======== Texte fourni

Inquiétude aussi du coté des élèves en danse, qui en un an n'ont pu avoir qu'un mois et demi de cours en présentiel et qui sont de nouveau interdits de salle de classe. A terme, les limites des cours en distanciel vont peser sur le niveau des élèves, estiment les professionnels, comme pour d'autres disciplines pour lesquelles ce type d'enseignement montre très rapidement ses limites. Parmi lesquelles les cours de théâtre ou les pratiques collectives. Selon Arthur Duranton, étudiant section théâtre du CRR de Lyon, il y a un vrai danger pour toute une génération de jeunes de se voir « briser leur vocation ».

Autre problème mis en avant, l'inégalité d'accès aux moyens techniques à disposition des familles, le réseau Internet dans les zones blanches ou rurales ou tout simplement l'organisation familiale qui font parfois obstacle au lien avec certains élèves, et cela déjà dès le premier confinement.

================

À faire:
**1.** Répondez aux questions suivantes d'après le texte sur les cours en distanciel :
(a) En un an, combien de temps de cours en présentiel les élèves en danse ont-ils pu avoir ?
(b) Dans quelle section et dans quel établissement Arthur Duranton étudie-t-il ?
(c) Depuis quand l'inégalité d'accès aux moyens techniques fait-elle parfois obstacle au lien avec certains élèves ?
**2.** Recopiez fidèlement le passage du texte sur les cours en distanciel compris entre « Autre problème mis » et « le premier confinement. », bornes incluses.
**3.** Rédigez la suite du texte sur les cours en distanciel, à partir de sa dernière phrase.

======== Lignes extraites

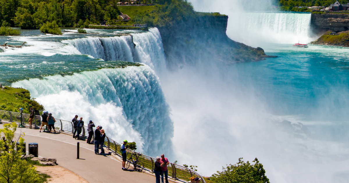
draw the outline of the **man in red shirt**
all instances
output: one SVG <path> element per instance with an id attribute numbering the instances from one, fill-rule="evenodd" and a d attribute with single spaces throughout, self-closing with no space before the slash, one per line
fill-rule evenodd
<path id="1" fill-rule="evenodd" d="M 169 162 L 169 160 L 165 157 L 165 155 L 163 154 L 161 154 L 160 163 L 161 166 L 161 183 L 164 183 L 164 174 L 165 174 L 165 183 L 169 183 L 169 181 L 167 179 L 168 174 L 167 165 L 170 164 L 170 162 Z"/>

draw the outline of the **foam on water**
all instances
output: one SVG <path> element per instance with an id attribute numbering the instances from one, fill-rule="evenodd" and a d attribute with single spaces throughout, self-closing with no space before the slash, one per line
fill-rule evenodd
<path id="1" fill-rule="evenodd" d="M 81 54 L 104 60 L 133 62 L 134 49 L 131 36 L 87 37 L 62 41 L 73 45 Z"/>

================

Réponses par consigne:
**1.**
(a) Un mois et demi.
(b) Dans la section théâtre du CRR de Lyon.
(c) Dès le premier confinement.

**2.**
Autre problème mis en avant, l'inégalité d'accès aux moyens techniques à disposition des familles, le réseau Internet dans les zones blanches ou rurales ou tout simplement l'organisation familiale qui font parfois obstacle au lien avec certains élèves, et cela déjà dès le premier confinement.

**3.**
Urgence de mettre en lumière les particularités de l'enseignement artistique

Au bout d'un an de crise sanitaire, les intervenants ont souligné un sentiment généralisé d'injustice, résultat à la fois d'une « méconnaissance des modes de fonctionnement » des enseignements artistiques par les autorités qui subissent les restrictions « arbitraires » transposées des secteurs comme l'enseignement supérieur, l'éducation nationale ou l'éducation sportive.  Autre problème sont les disparités dans l'application de différents décrets décidés au niveau national par les autorités locales. Il y a par conséquent  « des élèves qui peuvent venir tout le temps et d'autres qui ne peuvent venir jamais, » constatent-ils, malgré la mobilisation des professionnels, professeurs et directeurs de conservatoires depuis le début de la crise pour sensibiliser l'opinion publique aux spécificités de l’enseignement artistique. 

Alors que la crise sanitaire s'inscrit dans la durée, il est urgent d'entamer une vraie réflexion sur l'importance d'avoir une pratique artistique pour un enfant, pour une famille ou pour un adulte amateur et de se poser la question quelles seront les conséquences humaines, sociales et culturelles de leur arrêt brutal qui pour certaines disciplines, perdure depuis un an, ont conclu les participants.